Brano fornito.

*-*-*

Ad aprire la serata sono state le parole della giovanissima Federica Riina, 14enne, anche lei presente per ascoltare, informarsi e dire la sua: “Perché la mafia è qualcosa che mette un freno e blocca il futuro dei giovani”. E' Stefania Petix, con tanto di bassotto, a sottolineare la differenza tra la Sicilia di ieri e quella di oggi ripercorrendo i ricordi di quando era bambina e andava a scuola con Lucia Borsellino ed il figlio di Buscetta: “Alla tua età non partecipavo alle manifestazioni antimafia, non perché non volessi, ma semplicemente perché non c'erano. Per i primi dieci anni ho ignorato la mafia. Lo shock fu dato da quel che accadde 22 anni fa con due colpi al cuore degli onesti uccidendo Falcone e Borsellino. Da quel momento di dolore tutto è cambiato. È ancora così? Queste date, conosciute in tutto il mondo, sono per noi palermitani solo giornate di memoria ed eventi? Temo che questa città sia tornata alla normalità, è necessario decidere da che parte stare, noi sappiamo e conosciamo le persone legate alla mafia, allontaniamole reagendo, altrimenti diventeremo loro complici”.
Il ricordo del 23 maggio 1992 passa così da una canzone, da un'interpretazione teatrale, da uno sketch, da una poesia, da un quadro. E' l'arte che parla.

*-*-*

Compito assegnato.
Ricopia parola per parola l'intero brano riportato sopra sulla serata in memoria di Falcone e Borsellino.

Righe di dati.

*-*-*

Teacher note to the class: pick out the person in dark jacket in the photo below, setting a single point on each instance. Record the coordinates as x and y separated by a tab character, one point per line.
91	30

*-*-*

Risultato del compito.
Ad aprire la serata sono state le parole della giovanissima Federica Riina, 14enne, anche lei presente per ascoltare, informarsi e dire la sua: “Perché la mafia è qualcosa che mette un freno e blocca il futuro dei giovani”. E' Stefania Petix, con tanto di bassotto, a sottolineare la differenza tra la Sicilia di ieri e quella di oggi ripercorrendo i ricordi di quando era bambina e andava a scuola con Lucia Borsellino ed il figlio di Buscetta: “Alla tua età non partecipavo alle manifestazioni antimafia, non perché non volessi, ma semplicemente perché non c'erano. Per i primi dieci anni ho ignorato la mafia. Lo shock fu dato da quel che accadde 22 anni fa con due colpi al cuore degli onesti uccidendo Falcone e Borsellino. Da quel momento di dolore tutto è cambiato. È ancora così? Queste date, conosciute in tutto il mondo, sono per noi palermitani solo giornate di memoria ed eventi? Temo che questa città sia tornata alla normalità, è necessario decidere da che parte stare, noi sappiamo e conosciamo le persone legate alla mafia, allontaniamole reagendo, altrimenti diventeremo loro complici”.
Il ricordo del 23 maggio 1992 passa così da una canzone, da un'interpretazione teatrale, da uno sketch, da una poesia, da un quadro. E' l'arte che parla.